Source passage
==============================
Live Nation, Inc. (the Company) was incorporated in Delaware on August 2, 2005 in
preparation for the contribution and transfer by Clear Channel Communications, Inc. (Clear
Channel) of substantially all of its entertainment assets and liabilities to the Company (the
Separation). The Company completed the Separation on December 21, 2005 and became a publicly
traded company on the New York Stock Exchange trading under the symbol LYV.
Following the Separation, the Company reorganized its business units and the way in which
these businesses are assessed and therefore changed its reportable segments, starting in 2006, to
Events, Venues and Sponsorship, and Digital Distribution. The Events segment principally involves
the promotion or production of live music shows, theatrical performances and specialized motor
sports events. The Venues and Sponsorship segment principally involves the operation of venues and
the sale of premium seats, national and local sponsorships and placement of advertising, including
signage and promotional programs, and naming of subscription series and venues. The Digital
Distribution segment principally involves the management of the Companys on-line and wireless
distribution activities, including the development of the Companys website and managing the
Companys in-house ticketing operations and third-party ticketing relationships. Included in the
Digital Distribution revenue are revenues from ticket rebates earned on tickets sold through phone,
outlet and internet, for events promoted by the Events segment. In addition, the Company has
operations in the sports representation and other businesses included in Other.
==============================
Written exercise
Write out word for word the stretch of the Live Nation passage from "Live Nation, Inc." through "the symbol LYV.".

Stored data
==============================
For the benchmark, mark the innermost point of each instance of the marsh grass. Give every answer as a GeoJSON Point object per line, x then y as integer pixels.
==============================
Correct response
Live Nation, Inc. (the Company) was incorporated in Delaware on August 2, 2005 in
preparation for the contribution and transfer by Clear Channel Communications, Inc. (Clear
Channel) of substantially all of its entertainment assets and liabilities to the Company (the
Separation). The Company completed the Separation on December 21, 2005 and became a publicly
traded company on the New York Stock Exchange trading under the symbol LYV.